====== Quoted passage ======
# Heating the Interior



## Drew (May 30, 2005)

Hi all,

Information please on what is the best type of heater for keeping the van warm during the winter months. Oil filled - fan - convector etc. what are the advantages or disadvantages if any.

Your opinions will be gratefully received.

Drew


----------



## The-Clangers (Sep 18, 2009)

Hi,

When the van is parked up we use a small oil filled radiator to keep the frost away.

When we are away in the van we use a variety of heaters. If not hooked up we use the warm air heating. 

If on hook up we use an oil filled radiator to keep the chill off the air at night. We also leave it on during the day and if it gets too cold we use the warm air heating as well.

In the morning we use a fan heater that has been built into the skirting in the van, this is switched on by a remote control so that we do not need to get out of bed until the van has heated up. A great idea by Scott at Vantage Motorhomes.

David


----------



## SNandJA (Aug 22, 2008)

If we are talking storage then...
====== Stored records ======
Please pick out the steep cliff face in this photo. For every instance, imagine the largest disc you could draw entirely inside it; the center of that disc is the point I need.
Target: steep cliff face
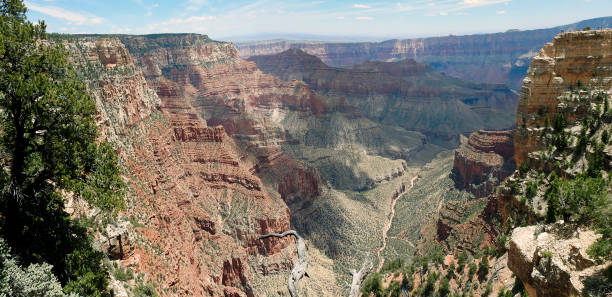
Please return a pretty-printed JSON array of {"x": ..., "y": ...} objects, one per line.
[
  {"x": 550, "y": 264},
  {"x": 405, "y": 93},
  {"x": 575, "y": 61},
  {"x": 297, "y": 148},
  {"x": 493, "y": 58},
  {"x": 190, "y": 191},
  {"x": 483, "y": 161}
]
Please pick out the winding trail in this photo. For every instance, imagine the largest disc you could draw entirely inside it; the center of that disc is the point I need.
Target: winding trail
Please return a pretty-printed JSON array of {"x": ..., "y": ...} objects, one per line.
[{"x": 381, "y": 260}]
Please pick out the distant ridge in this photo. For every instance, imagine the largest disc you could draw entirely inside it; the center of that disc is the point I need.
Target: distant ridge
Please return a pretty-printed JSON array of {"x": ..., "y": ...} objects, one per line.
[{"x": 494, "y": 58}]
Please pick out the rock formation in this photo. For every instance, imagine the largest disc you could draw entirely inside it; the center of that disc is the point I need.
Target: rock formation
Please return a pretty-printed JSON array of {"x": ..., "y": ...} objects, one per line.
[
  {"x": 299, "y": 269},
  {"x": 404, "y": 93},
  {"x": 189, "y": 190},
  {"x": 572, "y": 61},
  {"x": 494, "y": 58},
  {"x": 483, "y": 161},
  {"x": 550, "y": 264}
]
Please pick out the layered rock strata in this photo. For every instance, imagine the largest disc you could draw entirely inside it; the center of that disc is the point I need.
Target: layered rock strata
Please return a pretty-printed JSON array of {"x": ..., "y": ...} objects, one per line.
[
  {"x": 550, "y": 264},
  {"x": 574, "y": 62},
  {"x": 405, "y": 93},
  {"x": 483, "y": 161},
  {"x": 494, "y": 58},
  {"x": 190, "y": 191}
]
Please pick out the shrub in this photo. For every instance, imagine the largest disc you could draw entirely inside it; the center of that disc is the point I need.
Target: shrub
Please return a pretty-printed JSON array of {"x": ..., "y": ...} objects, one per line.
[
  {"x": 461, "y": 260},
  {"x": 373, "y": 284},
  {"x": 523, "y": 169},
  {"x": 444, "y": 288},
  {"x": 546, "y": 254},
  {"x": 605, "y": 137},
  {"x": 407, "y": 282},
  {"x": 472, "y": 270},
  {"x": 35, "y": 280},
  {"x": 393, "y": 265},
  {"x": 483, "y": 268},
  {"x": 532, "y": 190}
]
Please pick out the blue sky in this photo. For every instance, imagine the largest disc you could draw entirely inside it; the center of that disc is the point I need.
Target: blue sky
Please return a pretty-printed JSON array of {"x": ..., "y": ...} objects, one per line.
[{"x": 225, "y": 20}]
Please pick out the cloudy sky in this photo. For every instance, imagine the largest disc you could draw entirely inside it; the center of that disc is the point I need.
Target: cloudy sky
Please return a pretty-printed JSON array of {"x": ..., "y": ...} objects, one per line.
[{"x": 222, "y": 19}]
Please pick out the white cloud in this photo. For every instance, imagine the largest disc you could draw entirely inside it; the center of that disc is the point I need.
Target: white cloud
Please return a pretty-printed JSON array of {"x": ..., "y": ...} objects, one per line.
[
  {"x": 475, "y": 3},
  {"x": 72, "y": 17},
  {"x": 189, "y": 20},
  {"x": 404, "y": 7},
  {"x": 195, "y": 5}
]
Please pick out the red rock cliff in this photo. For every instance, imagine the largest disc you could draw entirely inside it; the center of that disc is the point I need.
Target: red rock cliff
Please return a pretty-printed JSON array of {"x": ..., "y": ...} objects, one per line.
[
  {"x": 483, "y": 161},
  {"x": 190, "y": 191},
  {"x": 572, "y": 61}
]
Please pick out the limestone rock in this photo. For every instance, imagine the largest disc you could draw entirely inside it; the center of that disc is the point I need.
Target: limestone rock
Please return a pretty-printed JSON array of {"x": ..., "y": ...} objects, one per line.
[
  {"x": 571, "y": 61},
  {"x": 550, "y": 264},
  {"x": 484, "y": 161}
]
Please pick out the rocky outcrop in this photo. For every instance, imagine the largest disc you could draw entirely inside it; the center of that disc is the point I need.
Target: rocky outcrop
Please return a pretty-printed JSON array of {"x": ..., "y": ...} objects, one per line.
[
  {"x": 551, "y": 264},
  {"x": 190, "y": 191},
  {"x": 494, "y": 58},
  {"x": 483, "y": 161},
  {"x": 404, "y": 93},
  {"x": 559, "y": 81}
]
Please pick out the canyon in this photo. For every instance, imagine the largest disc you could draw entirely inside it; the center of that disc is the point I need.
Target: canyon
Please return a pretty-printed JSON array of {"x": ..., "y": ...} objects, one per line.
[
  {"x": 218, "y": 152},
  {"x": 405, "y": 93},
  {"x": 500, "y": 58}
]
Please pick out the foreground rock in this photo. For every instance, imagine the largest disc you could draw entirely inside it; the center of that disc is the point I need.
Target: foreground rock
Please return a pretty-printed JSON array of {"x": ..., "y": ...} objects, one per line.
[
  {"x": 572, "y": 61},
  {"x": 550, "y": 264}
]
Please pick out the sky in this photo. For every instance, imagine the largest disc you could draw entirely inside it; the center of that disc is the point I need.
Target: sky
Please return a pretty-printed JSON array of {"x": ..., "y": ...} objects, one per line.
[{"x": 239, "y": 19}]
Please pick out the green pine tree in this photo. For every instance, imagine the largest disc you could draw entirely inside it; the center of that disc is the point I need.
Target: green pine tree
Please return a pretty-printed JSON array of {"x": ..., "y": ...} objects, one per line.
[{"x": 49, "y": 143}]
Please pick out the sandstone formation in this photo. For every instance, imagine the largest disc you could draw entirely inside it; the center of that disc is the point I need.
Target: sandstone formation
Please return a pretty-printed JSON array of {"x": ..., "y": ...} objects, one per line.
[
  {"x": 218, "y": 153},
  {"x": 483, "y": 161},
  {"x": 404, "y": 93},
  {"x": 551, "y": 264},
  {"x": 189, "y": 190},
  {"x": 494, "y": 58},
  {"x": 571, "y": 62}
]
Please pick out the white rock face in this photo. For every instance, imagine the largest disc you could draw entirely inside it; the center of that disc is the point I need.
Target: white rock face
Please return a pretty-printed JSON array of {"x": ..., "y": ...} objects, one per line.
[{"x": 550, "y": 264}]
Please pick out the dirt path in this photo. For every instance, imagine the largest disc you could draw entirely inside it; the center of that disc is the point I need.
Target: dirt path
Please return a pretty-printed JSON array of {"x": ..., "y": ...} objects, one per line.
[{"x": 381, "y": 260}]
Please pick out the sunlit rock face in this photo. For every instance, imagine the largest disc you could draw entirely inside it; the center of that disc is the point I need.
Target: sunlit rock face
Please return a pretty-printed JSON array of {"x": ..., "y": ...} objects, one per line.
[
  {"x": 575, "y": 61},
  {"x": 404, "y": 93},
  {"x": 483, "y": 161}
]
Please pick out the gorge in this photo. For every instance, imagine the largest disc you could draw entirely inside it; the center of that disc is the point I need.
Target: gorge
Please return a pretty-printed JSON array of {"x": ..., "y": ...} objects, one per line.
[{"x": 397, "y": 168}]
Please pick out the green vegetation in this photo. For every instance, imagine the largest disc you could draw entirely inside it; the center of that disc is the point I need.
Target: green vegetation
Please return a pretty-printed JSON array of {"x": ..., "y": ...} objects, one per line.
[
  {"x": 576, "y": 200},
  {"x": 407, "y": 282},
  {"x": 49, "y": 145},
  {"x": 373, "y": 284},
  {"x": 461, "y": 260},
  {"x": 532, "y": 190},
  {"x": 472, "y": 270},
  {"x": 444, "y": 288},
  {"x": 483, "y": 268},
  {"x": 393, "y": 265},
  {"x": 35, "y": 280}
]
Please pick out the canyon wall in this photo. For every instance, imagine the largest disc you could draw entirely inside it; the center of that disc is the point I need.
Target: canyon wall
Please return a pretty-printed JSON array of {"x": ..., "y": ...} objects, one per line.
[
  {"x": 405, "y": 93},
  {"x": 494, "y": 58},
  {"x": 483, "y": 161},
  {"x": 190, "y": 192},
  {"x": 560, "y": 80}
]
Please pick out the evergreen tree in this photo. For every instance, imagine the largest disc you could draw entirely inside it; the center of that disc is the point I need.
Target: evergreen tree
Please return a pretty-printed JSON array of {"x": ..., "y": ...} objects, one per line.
======
__Tasks to complete__
(a) In the van heating thread, who is credited with the idea of the remote-controlled fan heater built into the skirting?
(b) Pick up the van heating thread from where it stops and keep it going.

__Answers to the problems__
(a) Scott at Vantage Motorhomes.

(b)
It is probably not cold that is a problem in the winter but damp. Warming a space encourages condensation at the point where it is coldest.
Some dehumidifiers will operate at temperatues below 0.
Dehumidifiers

If you can keep it dry inside and you fully drain the water system then potential damage is reduced perhaps?

If using the van during winter then it pays to get perhaps both internal and external silver screens as this is the area where condensation will occur. We have a Truma warm air system which operates on gas and supplement it with a halogen heater when EHU is available.

Steve


----------



## UncleNorm (May 1, 2005)

Hi Drew!

Fan heaters can send heat around the motorhome quickly... good. 

Fan heaters can be noisy... bad. 

Fan heaters have moving parts which can jam, causing overheating and/or fire!!  So they should not be left unattended.

Oil filled heaters - around 800-900 watts - are silent, can be left unattended, but work more slowly. The heat is distributed very locally, around the heater. But they are fine for keeping the chill off over night during motorhome use.

As I type, our MH is parked alongside the house with an oil filled heater set up via a plug-in thermostat... http://www.tlc-direct.co.uk/Product...ords&kw=et05&gclid=CLelhYeD5aQCFYE14wodpGeRLQ

The thermostat is set at 5C, so at 4.9C, it switches on the heater, switching it off again at 5.0C. No noise!

Each to his/her own. That's how we do it. :roll: :wink:


----------



## Drew (May 30, 2005)

Thank you all,

Oil filled radiator it is as the vehicle will be left unattended.

Drew


----------



## dikyenfo (Feb 16, 2008)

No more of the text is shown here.